SELECTED EXCERPT:
=== Begin Enclosure ===

Journey to the Seventh Planet

Journey to the Seventh Planet
1962
Sidney Pink
 
Explorer 12 is a ship carrying a multinational crew. Their mission: Explore Uranus for alien life. On the way, they experience a strange loss of time. They awake on the surface of Uranus and discover not only a small village in an air tight dome, but several women as well. These elements all seem drawn from the crew’s thoughts, but they are solid and real.  Something waits from them outside the dome, something that wants to conquer the Earth.

Journey to the Seventh Planet is garish and often gross. It shares the creative team of Ib Melchior and Sidney Pink from Angry Red Planet (1959), and it’s easy to see it as an quasi-sequel of that film. When the astronauts arrive on Uranus they discover no horrible monsters (at first) but instead the women of their dreams. This makes the story trade less on menace and more on mystery. 

A scene from Scarface 2000
The astronauts are all broad characters defined more by their nationality than actual personality traits. The female characters are nothing more than cyphers to resolve. It makes it difficult to invest in the drama of situation, but really, you’re here for the monsters, so I don’t see it as a big loss. At its heart the movie knows that too, and starts delivering the space horror soon enough. The monsters consist of a one-eyed dinosaur, a very big (space) tarantula, and a murderous alien brain. The effects are crude even by 1962 standards, but they also have a psychedelic edge to them. This is especially noticeable in the alien brain that throws out colorful patters and swirls of light in an attempt to telepathically dominate the crew.

=== End Enclosure ===

WORK ORDER 1: Pick out each line in the records that contains the string "only", with case treated as significant.
The film review and the records are independent of each other.

MATERIAL FOR THE TASK:
=== Begin Enclosure ===

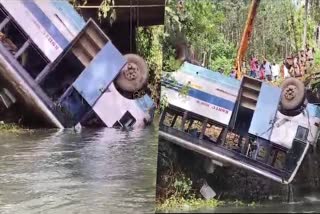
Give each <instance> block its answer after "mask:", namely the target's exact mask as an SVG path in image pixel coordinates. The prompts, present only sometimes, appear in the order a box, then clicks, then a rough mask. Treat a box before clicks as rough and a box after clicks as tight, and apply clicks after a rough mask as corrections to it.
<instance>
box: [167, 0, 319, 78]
mask: <svg viewBox="0 0 320 214" xmlns="http://www.w3.org/2000/svg"><path fill="white" fill-rule="evenodd" d="M311 2H312V4H313V6H312V5H311V8H310V14H309V16H308V22H307V23H308V24H307V43H308V44H309V46H311V47H315V46H316V42H315V38H314V34H315V29H316V26H317V23H320V15H319V14H320V13H319V11H320V10H315V9H314V8H313V7H316V8H320V6H319V4H320V1H319V0H317V1H311ZM250 3H251V1H248V0H241V1H236V0H224V1H221V0H203V1H194V0H185V1H184V4H183V6H179V5H178V4H177V1H174V0H169V1H167V7H166V19H165V26H166V27H165V40H164V47H166V48H165V49H164V57H163V59H164V62H163V65H164V66H163V69H164V70H165V71H174V70H177V69H176V63H174V55H175V54H174V48H175V44H176V43H178V42H181V41H187V42H188V44H191V46H192V49H193V50H194V51H195V57H196V59H197V60H198V61H202V60H203V59H202V53H206V56H207V57H206V61H207V62H208V63H207V65H206V66H207V67H208V68H209V69H212V70H217V69H219V68H221V69H222V70H224V72H225V73H226V74H228V73H230V71H231V69H232V67H233V64H234V60H235V57H236V52H237V47H238V45H239V42H240V40H241V36H242V31H243V29H244V26H245V22H246V19H247V15H248V9H249V5H250ZM309 7H310V6H309ZM304 13H305V11H304V8H303V7H297V6H295V5H294V4H293V2H292V1H291V0H280V1H278V0H270V1H261V3H260V6H259V8H258V12H257V15H256V19H255V23H254V28H253V35H252V39H251V41H250V43H249V49H248V51H247V56H246V61H248V60H249V57H250V56H251V55H256V56H258V58H259V59H260V60H262V58H263V57H266V58H267V59H268V60H270V61H276V62H282V61H283V59H284V57H285V56H287V55H289V54H291V53H294V52H296V50H299V49H301V48H302V36H303V28H304V19H305V14H304ZM292 17H293V19H292Z"/></svg>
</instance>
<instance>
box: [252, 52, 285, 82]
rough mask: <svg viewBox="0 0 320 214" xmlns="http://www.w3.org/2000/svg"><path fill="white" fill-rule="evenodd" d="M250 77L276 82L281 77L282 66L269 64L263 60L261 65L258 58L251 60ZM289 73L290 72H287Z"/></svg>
mask: <svg viewBox="0 0 320 214" xmlns="http://www.w3.org/2000/svg"><path fill="white" fill-rule="evenodd" d="M249 63H250V71H249V76H251V77H253V78H258V79H260V80H266V81H276V80H277V79H278V78H279V76H280V65H279V64H277V63H275V62H272V63H271V62H269V61H268V60H267V59H265V58H264V59H263V60H262V62H261V63H259V60H258V59H257V58H256V57H254V56H253V57H251V59H250V62H249ZM283 67H285V66H283ZM286 73H288V71H287V72H286Z"/></svg>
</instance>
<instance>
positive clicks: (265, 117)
mask: <svg viewBox="0 0 320 214" xmlns="http://www.w3.org/2000/svg"><path fill="white" fill-rule="evenodd" d="M280 95H281V89H280V88H277V87H274V86H271V85H269V84H267V83H262V86H261V91H260V94H259V97H258V102H257V105H256V110H255V112H254V113H253V117H252V120H251V124H250V128H249V133H250V134H252V135H255V136H258V137H260V138H263V139H265V140H270V136H271V133H272V126H273V121H274V119H275V117H276V113H277V111H278V104H279V101H280Z"/></svg>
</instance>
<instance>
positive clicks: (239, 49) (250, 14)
mask: <svg viewBox="0 0 320 214" xmlns="http://www.w3.org/2000/svg"><path fill="white" fill-rule="evenodd" d="M260 1H261V0H252V2H251V5H250V8H249V13H248V17H247V21H246V25H245V28H244V31H243V33H242V37H241V42H240V45H239V49H238V52H237V57H236V61H235V69H236V72H237V78H238V79H241V77H242V75H243V72H242V71H241V64H242V61H243V59H244V57H245V55H246V52H247V50H248V45H249V42H250V38H251V36H252V30H253V24H254V19H255V17H256V14H257V9H258V7H259V3H260Z"/></svg>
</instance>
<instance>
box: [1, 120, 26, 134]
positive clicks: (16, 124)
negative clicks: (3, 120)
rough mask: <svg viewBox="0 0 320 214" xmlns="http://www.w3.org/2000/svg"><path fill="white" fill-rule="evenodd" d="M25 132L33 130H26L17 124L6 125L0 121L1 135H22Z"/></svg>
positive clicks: (22, 127)
mask: <svg viewBox="0 0 320 214" xmlns="http://www.w3.org/2000/svg"><path fill="white" fill-rule="evenodd" d="M24 131H28V132H30V131H31V130H29V129H26V128H24V127H22V126H20V125H18V124H16V123H4V122H3V121H0V133H1V132H3V133H4V132H5V133H21V132H24Z"/></svg>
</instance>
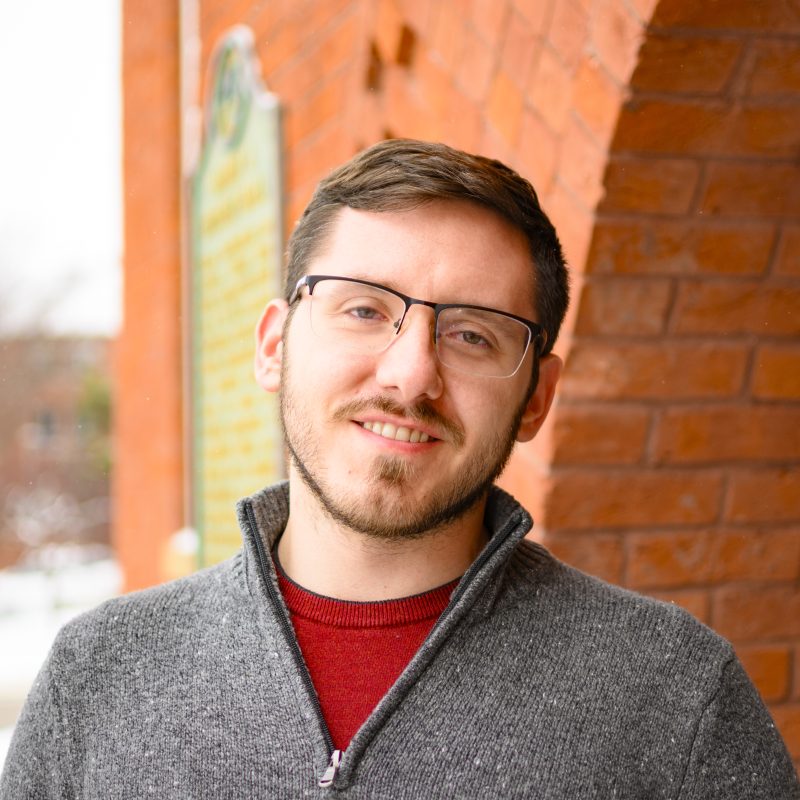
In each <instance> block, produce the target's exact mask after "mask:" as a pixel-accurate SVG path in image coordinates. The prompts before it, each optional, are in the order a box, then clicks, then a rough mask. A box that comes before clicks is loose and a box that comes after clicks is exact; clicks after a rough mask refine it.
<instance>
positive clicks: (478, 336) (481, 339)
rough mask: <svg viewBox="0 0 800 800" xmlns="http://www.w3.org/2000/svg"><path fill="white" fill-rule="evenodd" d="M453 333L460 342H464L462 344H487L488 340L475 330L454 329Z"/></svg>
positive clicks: (486, 344) (471, 344) (488, 342)
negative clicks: (453, 331) (457, 329)
mask: <svg viewBox="0 0 800 800" xmlns="http://www.w3.org/2000/svg"><path fill="white" fill-rule="evenodd" d="M455 334H456V335H457V336H458V337H459V339H460V340H461V341H462V342H464V344H469V345H476V346H477V345H480V346H484V347H488V346H489V342H488V341H487V340H486V338H485V337H483V336H481V335H480V334H479V333H475V331H456V332H455Z"/></svg>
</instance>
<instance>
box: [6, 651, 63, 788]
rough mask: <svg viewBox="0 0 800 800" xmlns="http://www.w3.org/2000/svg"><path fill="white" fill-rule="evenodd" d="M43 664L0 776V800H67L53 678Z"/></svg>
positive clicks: (51, 668) (47, 667) (55, 688)
mask: <svg viewBox="0 0 800 800" xmlns="http://www.w3.org/2000/svg"><path fill="white" fill-rule="evenodd" d="M52 659H53V654H52V652H51V655H50V658H49V659H48V660H47V662H45V665H44V666H43V667H42V669H41V671H40V673H39V675H38V676H37V678H36V682H35V683H34V685H33V688H32V689H31V691H30V694H29V695H28V698H27V700H26V701H25V705H24V706H23V709H22V713H21V714H20V717H19V720H18V721H17V724H16V727H15V729H14V734H13V736H12V738H11V745H10V747H9V750H8V754H7V756H6V761H5V766H4V768H3V772H2V775H0V800H34V798H35V800H50V798H52V800H56V798H58V800H69V799H70V798H73V797H74V796H75V795H74V792H73V791H72V788H71V786H70V785H69V780H68V778H67V775H66V771H65V769H64V762H65V759H64V753H65V752H66V750H67V747H66V745H67V742H66V731H65V729H64V725H63V717H62V713H61V709H60V707H59V703H58V696H57V689H56V685H55V681H54V678H53V674H52Z"/></svg>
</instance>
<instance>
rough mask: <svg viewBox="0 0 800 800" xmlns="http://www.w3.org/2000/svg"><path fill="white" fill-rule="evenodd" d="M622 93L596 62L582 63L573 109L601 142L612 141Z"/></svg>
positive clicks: (585, 62)
mask: <svg viewBox="0 0 800 800" xmlns="http://www.w3.org/2000/svg"><path fill="white" fill-rule="evenodd" d="M621 103H622V92H621V90H620V88H619V86H618V85H617V83H616V82H615V81H613V80H612V79H611V77H610V76H609V75H608V73H607V72H606V71H605V69H604V68H603V67H601V66H600V64H598V62H597V61H596V60H594V59H589V58H585V59H583V61H581V64H580V67H579V68H578V74H577V76H576V78H575V83H574V87H573V100H572V106H573V108H574V110H575V112H576V113H577V114H578V115H579V116H580V118H581V119H582V120H583V121H584V123H585V124H586V126H587V127H588V128H589V130H590V131H591V132H592V133H593V134H594V136H595V137H596V138H597V140H598V141H599V142H602V143H603V144H604V145H605V144H608V143H609V142H610V141H611V138H612V136H613V135H614V130H615V128H616V125H617V117H618V116H619V110H620V105H621Z"/></svg>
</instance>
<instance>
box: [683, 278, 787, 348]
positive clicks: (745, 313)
mask: <svg viewBox="0 0 800 800" xmlns="http://www.w3.org/2000/svg"><path fill="white" fill-rule="evenodd" d="M798 308H800V288H794V287H791V286H780V287H776V286H774V285H765V284H764V283H763V282H755V281H737V282H733V281H731V282H723V281H719V282H711V281H686V282H683V283H682V284H681V286H679V287H678V296H677V300H676V303H675V309H674V313H673V319H672V324H671V329H672V330H673V331H675V332H677V333H693V334H702V333H718V334H723V335H727V336H731V335H735V334H747V333H753V334H757V335H769V336H782V335H783V336H792V335H797V334H798V333H800V314H798V313H797V310H798Z"/></svg>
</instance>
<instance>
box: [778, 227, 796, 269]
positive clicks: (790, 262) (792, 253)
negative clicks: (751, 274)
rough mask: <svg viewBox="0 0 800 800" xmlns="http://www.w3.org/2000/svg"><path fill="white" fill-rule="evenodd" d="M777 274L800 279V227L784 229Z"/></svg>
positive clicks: (786, 227) (782, 235)
mask: <svg viewBox="0 0 800 800" xmlns="http://www.w3.org/2000/svg"><path fill="white" fill-rule="evenodd" d="M775 274H776V275H787V276H790V277H800V226H796V225H792V226H789V225H787V226H786V227H785V228H784V229H783V232H782V234H781V243H780V250H779V251H778V259H777V262H776V264H775Z"/></svg>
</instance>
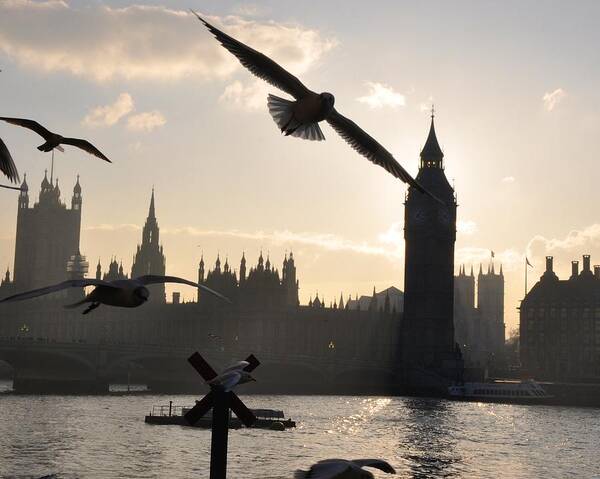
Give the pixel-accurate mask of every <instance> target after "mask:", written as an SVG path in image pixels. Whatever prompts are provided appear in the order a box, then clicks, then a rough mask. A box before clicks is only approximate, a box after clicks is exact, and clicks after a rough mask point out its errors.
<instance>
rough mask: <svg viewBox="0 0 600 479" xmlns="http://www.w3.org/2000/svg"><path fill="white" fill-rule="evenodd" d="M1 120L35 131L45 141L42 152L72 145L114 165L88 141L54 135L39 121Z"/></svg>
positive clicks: (26, 119) (40, 148)
mask: <svg viewBox="0 0 600 479" xmlns="http://www.w3.org/2000/svg"><path fill="white" fill-rule="evenodd" d="M0 120H2V121H5V122H7V123H10V124H12V125H17V126H22V127H23V128H28V129H30V130H32V131H35V132H36V133H37V134H38V135H40V136H41V137H42V138H44V140H45V143H43V144H41V145H40V146H38V150H40V151H44V152H48V151H52V150H53V149H54V148H56V149H57V150H59V151H64V149H63V148H62V146H60V145H71V146H76V147H77V148H80V149H82V150H83V151H85V152H87V153H89V154H90V155H94V156H97V157H98V158H100V159H102V160H104V161H108V162H109V163H112V162H111V161H110V160H109V159H108V158H107V157H106V156H104V154H103V153H102V152H101V151H100V150H99V149H98V148H96V147H95V146H94V145H92V144H91V143H90V142H89V141H87V140H82V139H80V138H68V137H64V136H61V135H59V134H57V133H52V132H51V131H49V130H47V129H46V128H44V127H43V126H42V125H40V124H39V123H38V122H37V121H34V120H27V119H26V118H9V117H4V116H2V117H0Z"/></svg>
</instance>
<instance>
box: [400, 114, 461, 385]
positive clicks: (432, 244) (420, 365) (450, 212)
mask: <svg viewBox="0 0 600 479" xmlns="http://www.w3.org/2000/svg"><path fill="white" fill-rule="evenodd" d="M433 120H434V115H433V111H432V114H431V126H430V128H429V136H428V137H427V141H426V143H425V146H424V147H423V150H422V151H421V162H420V166H419V173H418V175H417V181H418V182H419V183H420V184H421V185H423V187H424V188H426V189H427V190H428V191H430V192H431V193H432V194H434V195H435V196H436V197H437V198H439V199H440V200H441V202H442V203H443V204H440V203H439V202H437V201H435V200H433V199H432V198H431V197H429V196H427V195H425V194H422V193H420V192H419V191H417V190H415V189H414V188H413V187H411V188H409V190H408V195H407V198H406V203H405V210H404V239H405V244H406V250H405V266H404V331H403V334H404V341H403V343H404V344H403V362H404V366H405V368H407V370H409V371H410V370H412V371H422V370H423V369H427V370H429V371H431V370H436V371H439V372H442V373H443V372H444V370H448V369H453V370H455V367H456V366H455V365H456V362H455V361H454V360H455V359H456V351H455V346H454V345H455V343H454V317H453V309H454V308H453V306H454V242H455V240H456V198H455V195H454V189H453V188H452V187H451V186H450V184H449V183H448V180H447V178H446V175H445V173H444V161H443V160H444V154H443V153H442V150H441V148H440V146H439V144H438V141H437V138H436V135H435V127H434V121H433ZM408 380H409V381H410V379H408Z"/></svg>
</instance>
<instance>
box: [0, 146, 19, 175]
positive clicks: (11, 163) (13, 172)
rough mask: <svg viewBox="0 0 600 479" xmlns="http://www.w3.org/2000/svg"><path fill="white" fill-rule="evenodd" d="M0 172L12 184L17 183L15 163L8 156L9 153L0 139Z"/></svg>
mask: <svg viewBox="0 0 600 479" xmlns="http://www.w3.org/2000/svg"><path fill="white" fill-rule="evenodd" d="M0 171H1V172H2V173H4V174H5V175H6V177H7V178H8V179H9V180H10V181H12V182H13V183H18V182H19V181H20V180H19V172H18V171H17V167H16V166H15V162H14V160H13V159H12V156H11V155H10V151H8V148H7V147H6V145H5V144H4V142H3V141H2V138H0Z"/></svg>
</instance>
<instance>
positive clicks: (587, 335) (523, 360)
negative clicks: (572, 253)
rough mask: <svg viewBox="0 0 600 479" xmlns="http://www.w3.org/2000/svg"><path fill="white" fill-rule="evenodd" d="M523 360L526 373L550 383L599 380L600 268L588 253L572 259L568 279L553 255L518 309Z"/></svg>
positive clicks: (599, 356)
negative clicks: (539, 277)
mask: <svg viewBox="0 0 600 479" xmlns="http://www.w3.org/2000/svg"><path fill="white" fill-rule="evenodd" d="M519 317H520V326H519V332H520V358H521V371H522V374H523V376H524V377H534V378H536V379H541V380H547V381H569V382H587V381H590V382H598V380H599V379H600V266H594V271H593V272H592V270H591V268H590V256H589V255H584V256H583V269H582V271H581V272H580V271H579V261H573V262H572V263H571V276H570V278H569V279H559V278H558V276H557V275H556V273H555V272H554V269H553V258H552V256H547V257H546V271H545V272H544V274H542V276H541V277H540V280H539V281H538V282H537V283H536V284H535V285H534V286H533V288H531V290H530V291H529V292H528V293H527V295H526V296H525V298H524V299H523V301H522V302H521V307H520V313H519Z"/></svg>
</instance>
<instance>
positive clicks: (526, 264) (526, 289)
mask: <svg viewBox="0 0 600 479" xmlns="http://www.w3.org/2000/svg"><path fill="white" fill-rule="evenodd" d="M525 296H527V257H526V258H525ZM525 296H523V297H525Z"/></svg>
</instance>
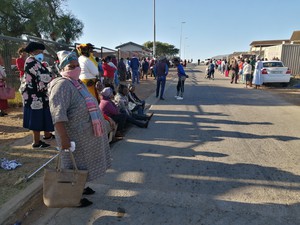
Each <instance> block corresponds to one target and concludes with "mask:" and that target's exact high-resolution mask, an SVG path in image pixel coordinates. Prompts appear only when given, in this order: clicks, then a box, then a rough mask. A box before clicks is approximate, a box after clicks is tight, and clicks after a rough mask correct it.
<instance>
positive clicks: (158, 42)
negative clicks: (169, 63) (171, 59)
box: [143, 41, 179, 57]
mask: <svg viewBox="0 0 300 225" xmlns="http://www.w3.org/2000/svg"><path fill="white" fill-rule="evenodd" d="M155 43H156V44H155V47H156V49H155V50H156V55H158V56H161V55H165V56H168V57H174V56H175V55H177V54H178V53H179V49H178V48H175V46H174V45H171V44H168V43H163V42H160V41H157V42H155ZM143 46H145V47H146V48H149V49H153V41H147V42H145V43H144V44H143Z"/></svg>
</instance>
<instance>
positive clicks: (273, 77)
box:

=== End Enclosure ===

WORK ORDER 2: Carry the review of the film Journey to the Seventh Planet further, beginning after its final sentence.

WRITTEN RESPONSE 1:
Give each <instance> block its answer after "mask:", namely the target's exact mask as an SVG path in image pixel coordinates. The prompts, present only sometimes, appear in the order a box, then clicks, then a rough mask. Treat a box before clicks as rough and a box after clicks as tight, and apply clicks after a rough mask as corrections to it.
Give the pixel-accurate mask of every <instance> target after "mask:", written as an SVG path in image pixels. Whatever prompts are provided appear in the order a box, then clicks, then a rough mask. A box before clicks is only approximate, a box after clicks is exact, and clicks after a rough mask point out its errors.
Each <instance> block corresponds to one target and concludes with "mask:" and that target's exact high-resolution mask, an SVG path in image pixel coordinates. Prompts appear only when given, in this order: clicks, then a box, then a rough mask. A box before clicks is approximate, a box after clicks is tight, and clicks after a rough mask correct it.

WRITTEN RESPONSE 2:
Astronauts, aliens, and space temptresses; all of this had been done to death by 1962. What makes Journey to the Seventh Planet stand out from the pack is its quirks. One of the most noticeable is how everyone in the movie takes great pains to pronounce Uranus as Ur-ahn-us, probably to heading off tittering school children but depriving the film of quotes that could have been sampled endlessly in the future. The film also features a love theme that would sound more at home in a cocktail lounge than closing out a movie that features smooshy space monsters. The monsters themselves are colorful and strange. The one-eye rat-dinosaur and the killer space brain are fun creations, and I wish the movie would have found room to have a few more bizarre monsters.

Yeah, yeah... Uranus, space ladies, one-eyed monsters... I get it, movie. Thanks.
The acting is reasonably good for such paper thin characters. John Agar is the most familiar face here, having played dozens of square-jawed American heroes. Here he is no different, but he’s very comfortable in the role. Carl Ottosen and Ann Smyrner approach something resembling on screen chemistry as Commander Eric and Ingrid, even ending on a note that would be melancholy if what came before in the movie wasn’t so goofy.

Journey to the Seventh Planet is cheap looking but vibrant. There is definitely an effort to give it more depth than you would expect in a space monster adventure. It’s just weird enough around the edges to make it a memorable entry in b-movie science-fiction.